▶ [Text provided]:

◆ ◆ ◆ ◆ ◆

This question guided the first IMBRACE workshop held in Athens, bringing together migrant women living in the city centre to reflect on extreme heat, everyday life and what just climate adaptation should look like.

The workshop was led by our doctoral researcher Fizza Fatima from the Barcelona Lab for Urban Environmental Justice and Sustainability (BCNUEJ–ICTA-UAB) and hosted by the Melissa Network of Migrant Women in Greece, a space dedicated to empowerment and solidarity among migrant women. Local support was provided by URBANA and the Babel Day Centre.

Participants came from Lebanon, Morocco, Egypt, Ethiopia, Afghanistan, Iran and Pakistan, reflecting the diversity of migrant communities living in central Athens. The city is a key case study for IMBRACE, especially for understanding how extreme heat affects everyday wellbeing under conditions of precarity.

Heat as a lived and embodied experience

Rather than treating heatwaves as abstract climate events, the workshop focused on lived experience.

Using Body Mapping, a feminist and embodied method, participants expressed how extreme heat feels on their bodies and emotions through drawing, collage and visual storytelling. This approach created space for reflections that often remain unheard in conventional research or policy discussions.

Heat was described not only as physical discomfort, but also as exhaustion, anxiety, disrupted sleep, reduced mobility and heightened vulnerability, particularly in overcrowded housing or neighbourhoods with limited shade and green space.

Imagining a just Athens

The workshop also looked ahead through “Postcards from the Future”, a collective imagining exercise. Participants envisioned Athens 10 to 15 years from now as a cooler, greener and more inclusive city rooted in community care and collective resilience.

◆ ◆ ◆ ◆ ◆

(Items stored from a collection)

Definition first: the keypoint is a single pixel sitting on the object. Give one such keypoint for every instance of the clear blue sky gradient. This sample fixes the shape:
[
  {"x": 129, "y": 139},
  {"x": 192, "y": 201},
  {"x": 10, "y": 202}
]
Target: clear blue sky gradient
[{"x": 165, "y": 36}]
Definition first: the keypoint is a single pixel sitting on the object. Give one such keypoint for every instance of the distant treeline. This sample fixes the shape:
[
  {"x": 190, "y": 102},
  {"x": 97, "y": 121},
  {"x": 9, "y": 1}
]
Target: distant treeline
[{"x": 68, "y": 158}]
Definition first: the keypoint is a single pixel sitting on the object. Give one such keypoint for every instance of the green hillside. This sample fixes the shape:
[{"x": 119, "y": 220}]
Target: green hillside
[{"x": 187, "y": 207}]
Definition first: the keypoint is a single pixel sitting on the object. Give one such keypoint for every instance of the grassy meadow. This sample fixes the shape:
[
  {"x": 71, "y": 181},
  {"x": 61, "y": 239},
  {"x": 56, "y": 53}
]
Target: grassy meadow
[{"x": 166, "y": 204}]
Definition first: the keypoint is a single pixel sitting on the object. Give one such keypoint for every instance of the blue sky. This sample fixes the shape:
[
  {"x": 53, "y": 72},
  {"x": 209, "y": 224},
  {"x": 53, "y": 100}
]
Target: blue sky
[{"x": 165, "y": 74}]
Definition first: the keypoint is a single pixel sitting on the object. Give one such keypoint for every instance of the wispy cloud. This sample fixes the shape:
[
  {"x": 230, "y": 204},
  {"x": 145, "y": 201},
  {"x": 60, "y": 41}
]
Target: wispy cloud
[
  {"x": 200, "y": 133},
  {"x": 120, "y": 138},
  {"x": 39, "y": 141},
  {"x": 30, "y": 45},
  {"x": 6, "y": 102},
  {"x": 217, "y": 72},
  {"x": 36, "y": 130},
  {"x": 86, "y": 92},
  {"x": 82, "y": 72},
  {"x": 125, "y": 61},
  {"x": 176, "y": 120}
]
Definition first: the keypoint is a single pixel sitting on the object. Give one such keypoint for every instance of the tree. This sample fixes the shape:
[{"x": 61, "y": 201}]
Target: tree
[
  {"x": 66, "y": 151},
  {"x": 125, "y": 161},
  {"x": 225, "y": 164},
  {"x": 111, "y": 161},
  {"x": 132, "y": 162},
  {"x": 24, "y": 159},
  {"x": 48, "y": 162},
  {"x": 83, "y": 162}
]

◆ ◆ ◆ ◆ ◆

▶ [Goal A]: Transcribe the Athens heat workshop text from "Heat as a lived" up to and including "and green space.".
▶ [Goal B]: Pick up the Athens heat workshop text after its final sentence and continue it.
The records are separate from the Athens heat workshop text.

▶ [Task answer A]:
Heat as a lived and embodied experience

Rather than treating heatwaves as abstract climate events, the workshop focused on lived experience.

Using Body Mapping, a feminist and embodied method, participants expressed how extreme heat feels on their bodies and emotions through drawing, collage and visual storytelling. This approach created space for reflections that often remain unheard in conventional research or policy discussions.

Heat was described not only as physical discomfort, but also as exhaustion, anxiety, disrupted sleep, reduced mobility and heightened vulnerability, particularly in overcrowded housing or neighbourhoods with limited shade and green space.

▶ [Task answer B]:
These visions were not abstract. They were grounded in everyday needs.

As discussions evolved, participants shared personal coping strategies and identified the structural changes needed for fair and effective climate adaptation:

  • Accessible green spaces within walking distance

  • Safe and climate-comfortable housing

  • Reliable and comfortable public transport

  • A stronger sense of safety and belonging in public space

These reflections highlight a core principle of IMBRACE. Climate adaptation is not only about infrastructure. It is also about justice, dignity and everyday wellbeing.

Migrant knowledge as climate knowledge

The Athens workshop marks an important step for the IMBRACE project. By centring migrant women’s lived experiences, we recognise that community knowledge is essential for shaping climate health adaptation strategies that are both equitable and effective.

As heatwaves intensify across Southern Europe, the insights emerging from Athens remind us that adaptation must be shaped together with those most affected.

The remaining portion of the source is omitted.